Raster used as threshold map

paul.karlshoefer · November 17, 2025, 8:22pm

Dear support team,

I have difficulties using a tif raster (loaded via stac) as a threshold map.

A minimal working example demonstrating the problem can be found here: apex_algorithms/algorithm_catalog/worldsoils/openeo_udp/generate.py at scmap · Schiggebam/apex_algorithms

In brief, we load the S2 cube, compute a spectral index (in this case “pvir2”), and compare it to a threshold. This works as expected when using a global threshold (e.g., 0.2), but not when using a threshold image loaded from STAC (with values between 0.19 and 0.21). When the STAC-loaded threshold image is used, no masking occurs. I have exported the threshold image to confirm that its values are correct.

Expected Result:

Both with local_th and global_th, for each scene in the cube (t) a pixel (all bands) should be masked if the threshold is smaller than the spectral index.

Please find the relevant section of the code below (similar to the example linked above):

I would greatly appreciate any guidance or assistance you could provide on this matter.

#load data
s2_cube = con.load_connection([..])
stac_url_th_img = "https://github.com/Schiggebam/dlr_scmap_resources/raw/main/th_S2_s2cr_buffered_stac_yflip.json"
th_item = con.load_stac(stac_url_th_img, bands=["S2_s2cr_pvir2_threshold_img"], spatial_extent=spatial_extent)
thresholds = th_item.resample_cube_spatial(s2_cube, method="bilinear").reduce_dimension(dimension="bands", reducer="first")

s2_merged = s2_cube
 
# index
b_04 = s2_merged.band("B04")
b_08 = s2_merged.band("B08")
b_12 = s2_merged.band("B12")
pvir2 = (b_08 - b_04) / (b_08 + b_04) + (b_08 - b_12) / (b_08 + b_12)

# merge it all into a single cube to enable math
pvir2_named = pvir2.add_dimension(name="bands", label="pvir2", type="bands")
th_named = thresholds.add_dimension(name="bands", label="th_img", type="bands")
s2_merged = s2_merged.merge_cubes(pvir2_named)
s2_merged = s2_merged.merge_cubes(th_named)

# threshold (mask all values of all bands where pvir2 > threshold
th_global = 0.2
th_local = s2_merged.band("th_img")

mask = s2_merged.band("pvir2") > th_local              # TODO: Works with global threshold, but not with local th

# mask and reduce
s2_masked = s2_merged.mask(mask)
return  s2_masked.reduce_dimension(dimension="t", reducer="mean")

- [Request 1]: In the forum post about using a raster as a threshold map, what range of values does the threshold image loaded from STAC have?
- [Request 2]: Summarize the forum post about the raster threshold map in two sentences.
- [Request 3]: Carry on the forum post about the raster threshold map from the point where it ends.

- [Information given]:
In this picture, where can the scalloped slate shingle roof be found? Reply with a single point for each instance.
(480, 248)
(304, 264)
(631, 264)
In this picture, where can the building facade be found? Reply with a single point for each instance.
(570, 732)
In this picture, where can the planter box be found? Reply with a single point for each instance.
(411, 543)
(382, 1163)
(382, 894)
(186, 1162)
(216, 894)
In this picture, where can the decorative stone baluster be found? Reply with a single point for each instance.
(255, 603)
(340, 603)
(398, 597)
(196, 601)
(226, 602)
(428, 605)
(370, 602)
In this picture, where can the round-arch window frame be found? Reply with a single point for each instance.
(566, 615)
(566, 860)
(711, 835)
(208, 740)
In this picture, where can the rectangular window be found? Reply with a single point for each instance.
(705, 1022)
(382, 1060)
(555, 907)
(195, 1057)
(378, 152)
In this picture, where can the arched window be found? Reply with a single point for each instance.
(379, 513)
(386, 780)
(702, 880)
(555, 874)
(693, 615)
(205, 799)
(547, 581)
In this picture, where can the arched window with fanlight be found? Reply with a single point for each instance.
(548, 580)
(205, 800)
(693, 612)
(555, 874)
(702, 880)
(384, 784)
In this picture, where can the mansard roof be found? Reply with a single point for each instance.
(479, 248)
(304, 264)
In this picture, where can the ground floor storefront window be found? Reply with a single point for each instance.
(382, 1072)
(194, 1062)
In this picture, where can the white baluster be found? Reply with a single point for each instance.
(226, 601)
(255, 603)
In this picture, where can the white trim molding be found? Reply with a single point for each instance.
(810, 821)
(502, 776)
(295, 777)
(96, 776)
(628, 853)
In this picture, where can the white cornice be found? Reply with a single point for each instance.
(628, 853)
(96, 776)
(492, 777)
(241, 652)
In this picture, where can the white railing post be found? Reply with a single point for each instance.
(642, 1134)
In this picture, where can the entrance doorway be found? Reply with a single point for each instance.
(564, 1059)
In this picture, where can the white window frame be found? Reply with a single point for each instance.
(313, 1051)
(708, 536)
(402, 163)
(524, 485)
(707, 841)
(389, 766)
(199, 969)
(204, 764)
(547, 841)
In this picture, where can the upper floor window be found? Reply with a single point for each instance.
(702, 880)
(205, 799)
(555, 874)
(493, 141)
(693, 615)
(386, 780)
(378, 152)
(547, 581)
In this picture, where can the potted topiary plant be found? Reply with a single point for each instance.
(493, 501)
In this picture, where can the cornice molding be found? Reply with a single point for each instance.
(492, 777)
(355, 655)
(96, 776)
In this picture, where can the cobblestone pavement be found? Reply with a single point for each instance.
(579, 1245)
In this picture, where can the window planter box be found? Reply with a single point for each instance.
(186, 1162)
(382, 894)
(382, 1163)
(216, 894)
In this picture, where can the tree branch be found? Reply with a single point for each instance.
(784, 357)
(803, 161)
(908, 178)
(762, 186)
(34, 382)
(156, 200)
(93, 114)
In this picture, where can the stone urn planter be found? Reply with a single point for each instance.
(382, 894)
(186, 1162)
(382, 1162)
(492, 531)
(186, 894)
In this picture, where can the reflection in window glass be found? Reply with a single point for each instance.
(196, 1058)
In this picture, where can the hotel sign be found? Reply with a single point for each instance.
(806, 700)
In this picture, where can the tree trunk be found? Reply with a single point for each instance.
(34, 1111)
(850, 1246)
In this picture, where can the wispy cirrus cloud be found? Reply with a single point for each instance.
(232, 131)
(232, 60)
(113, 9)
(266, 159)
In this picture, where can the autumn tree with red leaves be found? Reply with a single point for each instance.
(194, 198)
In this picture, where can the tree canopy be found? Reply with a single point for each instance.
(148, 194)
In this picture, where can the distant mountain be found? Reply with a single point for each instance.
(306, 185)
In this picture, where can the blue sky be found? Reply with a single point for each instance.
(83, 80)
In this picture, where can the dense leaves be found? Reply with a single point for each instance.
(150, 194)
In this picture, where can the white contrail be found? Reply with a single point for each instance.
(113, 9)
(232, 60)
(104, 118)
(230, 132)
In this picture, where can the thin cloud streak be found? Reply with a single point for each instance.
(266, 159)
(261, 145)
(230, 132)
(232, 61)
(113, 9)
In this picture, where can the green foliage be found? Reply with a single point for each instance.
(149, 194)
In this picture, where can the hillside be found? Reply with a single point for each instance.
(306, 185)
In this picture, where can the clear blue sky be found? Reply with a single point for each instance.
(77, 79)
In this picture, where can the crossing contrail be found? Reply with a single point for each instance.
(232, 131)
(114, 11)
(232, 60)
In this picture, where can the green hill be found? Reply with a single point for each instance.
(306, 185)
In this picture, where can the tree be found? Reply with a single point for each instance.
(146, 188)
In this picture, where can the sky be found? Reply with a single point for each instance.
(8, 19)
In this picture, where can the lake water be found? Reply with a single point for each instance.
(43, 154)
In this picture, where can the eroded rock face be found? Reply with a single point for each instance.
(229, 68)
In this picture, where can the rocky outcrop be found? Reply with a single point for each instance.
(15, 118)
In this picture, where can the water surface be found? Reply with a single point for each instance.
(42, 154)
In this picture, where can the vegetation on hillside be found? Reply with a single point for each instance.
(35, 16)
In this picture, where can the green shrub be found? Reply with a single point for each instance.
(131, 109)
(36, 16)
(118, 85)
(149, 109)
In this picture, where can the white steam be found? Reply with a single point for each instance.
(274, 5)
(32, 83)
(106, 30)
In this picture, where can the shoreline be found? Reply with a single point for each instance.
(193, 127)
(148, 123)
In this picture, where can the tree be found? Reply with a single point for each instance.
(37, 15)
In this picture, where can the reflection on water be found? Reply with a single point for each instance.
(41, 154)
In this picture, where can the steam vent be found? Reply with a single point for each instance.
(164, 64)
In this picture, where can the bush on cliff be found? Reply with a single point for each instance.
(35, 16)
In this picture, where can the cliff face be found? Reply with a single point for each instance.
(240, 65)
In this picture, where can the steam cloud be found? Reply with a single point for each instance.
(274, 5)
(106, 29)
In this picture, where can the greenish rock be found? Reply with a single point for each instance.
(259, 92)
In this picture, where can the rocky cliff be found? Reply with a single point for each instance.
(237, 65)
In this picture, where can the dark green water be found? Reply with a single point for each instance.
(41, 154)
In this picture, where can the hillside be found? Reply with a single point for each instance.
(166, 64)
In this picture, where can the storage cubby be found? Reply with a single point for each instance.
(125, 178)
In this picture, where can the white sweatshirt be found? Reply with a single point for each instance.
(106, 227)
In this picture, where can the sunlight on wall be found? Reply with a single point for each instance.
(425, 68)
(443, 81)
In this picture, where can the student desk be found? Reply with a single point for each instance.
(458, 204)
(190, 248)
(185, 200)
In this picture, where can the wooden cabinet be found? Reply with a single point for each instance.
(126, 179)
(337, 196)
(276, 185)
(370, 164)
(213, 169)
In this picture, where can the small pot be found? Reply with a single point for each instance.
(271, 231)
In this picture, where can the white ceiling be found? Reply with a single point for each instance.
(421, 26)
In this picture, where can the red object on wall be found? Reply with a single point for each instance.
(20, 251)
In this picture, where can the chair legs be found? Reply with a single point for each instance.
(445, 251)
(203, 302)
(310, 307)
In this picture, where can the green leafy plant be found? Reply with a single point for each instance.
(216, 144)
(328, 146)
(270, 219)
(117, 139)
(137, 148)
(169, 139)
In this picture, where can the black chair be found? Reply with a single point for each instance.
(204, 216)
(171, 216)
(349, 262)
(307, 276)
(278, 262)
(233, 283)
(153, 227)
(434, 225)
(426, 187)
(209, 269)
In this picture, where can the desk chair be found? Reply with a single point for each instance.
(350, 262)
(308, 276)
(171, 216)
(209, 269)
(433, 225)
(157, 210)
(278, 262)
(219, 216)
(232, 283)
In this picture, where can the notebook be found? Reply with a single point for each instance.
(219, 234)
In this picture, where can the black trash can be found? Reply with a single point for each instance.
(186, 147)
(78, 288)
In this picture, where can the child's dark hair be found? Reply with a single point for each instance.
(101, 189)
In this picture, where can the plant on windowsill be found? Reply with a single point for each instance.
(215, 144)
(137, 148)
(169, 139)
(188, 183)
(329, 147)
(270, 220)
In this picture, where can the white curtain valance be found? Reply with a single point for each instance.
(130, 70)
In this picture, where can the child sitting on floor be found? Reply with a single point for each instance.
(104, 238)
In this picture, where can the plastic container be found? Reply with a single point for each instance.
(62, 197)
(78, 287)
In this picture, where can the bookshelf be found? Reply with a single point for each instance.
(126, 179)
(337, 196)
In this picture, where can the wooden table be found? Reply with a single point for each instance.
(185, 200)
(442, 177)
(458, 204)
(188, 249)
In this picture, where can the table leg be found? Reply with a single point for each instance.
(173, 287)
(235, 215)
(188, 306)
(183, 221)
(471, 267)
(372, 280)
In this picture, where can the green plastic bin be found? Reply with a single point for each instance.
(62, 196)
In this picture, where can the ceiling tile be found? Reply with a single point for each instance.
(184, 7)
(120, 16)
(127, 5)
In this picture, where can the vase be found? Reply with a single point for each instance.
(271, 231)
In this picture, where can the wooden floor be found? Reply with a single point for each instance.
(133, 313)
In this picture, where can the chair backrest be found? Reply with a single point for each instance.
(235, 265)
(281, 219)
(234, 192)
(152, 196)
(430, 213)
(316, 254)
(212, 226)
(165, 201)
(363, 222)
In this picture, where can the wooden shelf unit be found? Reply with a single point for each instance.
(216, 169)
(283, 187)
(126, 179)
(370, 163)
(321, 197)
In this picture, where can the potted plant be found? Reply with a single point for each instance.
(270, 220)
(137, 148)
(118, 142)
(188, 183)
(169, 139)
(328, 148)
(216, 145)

- [Written response 1]: Its values are between 0.19 and 0.21.

- [Written response 2]: The poster loads an S2 cube, computes the spectral index "pvir2", and compares it to a threshold, which masks as expected with a global value such as 0.2. With a threshold image loaded from STAC instead, no masking occurs, even though the exported threshold image shows correct values.

- [Written response 3]:
emile.sonneveld · November 18, 2025, 1:32pm

Dear, I tried running that code and got results that looked masked in a way:

https://openeo.dataspace.copernicus.eu/openeo/1.2/jobs/j-251118131646422fa0c5700ce86d530e/results/YTc3ZDBjMjgtNGE3OC00YzBjLThlODUtOTMyNjQzYWQ5ZjU2/9102729f5e07f85d14d7ba8475423072?expires=1764077120

I noticed that the nodata pixels are shown opaque in the web-editor. In QGIS it looks fine on first sight. If I am mistaken, can you provide a screenshot to illustrate the issue?

Emile

paul.karlshoefer · November 18, 2025, 1:58pm

Thank you for your prompt reply.

The image you show is with the static, global threshold. That’s perfect.

You can switch to the threshold image that is in the cube by uncommenting line 114 (then th is the local, rasterized threshold)

The expected result should not change much (the local thresholds at this scale are very close to 0.2) However, the result looks like this (no masking has occured, apparently):

Thank you

emile.sonneveld · November 18, 2025, 2:17pm

When downloading the threshold image only, it appears as an image that has the value around 0.2293 for each pixel. Maybe other spatial extent introduces more variations.

paul.karlshoefer · November 18, 2025, 2:29pm

That is possible (the th-image does only change significantly at larger scales)
For the roi of the test_run() function, that is

bbox = { "west": 11.15, "south": 48.15, "east": 11.2, "north": 48.2, "crs": "EPSG:4326"},

it looks like this:

Regardless the range of the threshold-values, is, in your case, the threshold broadcasted to each pixel and does the masking work?

paul.karlshoefer · November 18, 2025, 2:48pm

I made a chart to illustrate the issue

emile.sonneveld · November 21, 2025, 8:59am

Comparing bands does work in a small example

datacube = connection.load_collection(
    "SENTINEL2_L2A",
    spatial_extent={"east": 4.5, "north": 50.9, "south": 50.7, "west": 4.2},
    temporal_extent=["2023-06-01", "2023-06-01"],
    bands=["B02", "B03"],
)
datacube = datacube.band("B02") < datacube.band("B03")

The bands names get translated to indices in the Python client, those seems fine too (I tried changing them to one higher, but that got out of bounds)

Downloading the mask data cube shows a flat image of all 0s.

I’ll try converting the bands to doubles to see if it has effect…

Emile

emile.sonneveld · November 21, 2025, 10:08am

This issue is that the th_image band has only date 2022-01-01,
while the pvir2 band has date between 2025-04-27 and 2025-05-02
To get around this, you can move the .reduce_dimension(dimension="t", reducer="mean") to be applied on s2_merged.

The differences are subtile, but it works:

(link to results)

paul.karlshoefer · November 21, 2025, 11:59am

Thank you for your reply Emile!
As far as i can tell, the th_item after calling load_stac(..) has only the dimensions [x,y,bands] (where bands is 1)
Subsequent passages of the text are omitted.